*Фрагмент страницы*
----
Сабир Термези - Родник жемчужин: Персидско-таджикская классическая поэзия
Обзор книги Сабир Термези - Родник жемчужин: Персидско-таджикская классическая поэзия
Родник жемчужин: Персидско-таджикская классическая поэзия
Предисловие
К сборнику персидско-таджикской классической поэзии
Классическую персидско-таджикскую поэзию нет необходимости открывать для русского читателя. Ее корифеи от Рудаки до Джами ему хорошо знакомы.
Их имена принадлежат «золотому ряду» мировой поэзии и так же знамениты, как имена Данте и Петрарки, Шекспира и Байрона, Гете и Шиллера. Но в каждой поэзии непременно существует и «серебряный ряд», о котором многие часто и не слышали. Нельзя по достоинству оценить, скажем, русскую поэзию, зная только Пушкина и Тютчева, Бунина и Блока. Нужно иметь представление о Тредиаковском и Баратынском, Полежаеве и Козлове, Северянине и Брюсове.
----
*Содержимое данных*
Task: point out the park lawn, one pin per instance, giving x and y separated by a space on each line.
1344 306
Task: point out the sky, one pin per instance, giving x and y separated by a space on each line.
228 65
----
*Что требуется*
Дословно воспроизведите отрывок из предисловия о персидско-таджикской поэзии: от слов «Их имена принадлежат» вплоть до слов «Северянине и Брюсове.» включительно.

*Ответ ниже*
Их имена принадлежат «золотому ряду» мировой поэзии и так же знамениты, как имена Данте и Петрарки, Шекспира и Байрона, Гете и Шиллера. Но в каждой поэзии непременно существует и «серебряный ряд», о котором многие часто и не слышали. Нельзя по достоинству оценить, скажем, русскую поэзию, зная только Пушкина и Тютчева, Бунина и Блока. Нужно иметь представление о Тредиаковском и Баратынском, Полежаеве и Козлове, Северянине и Брюсове.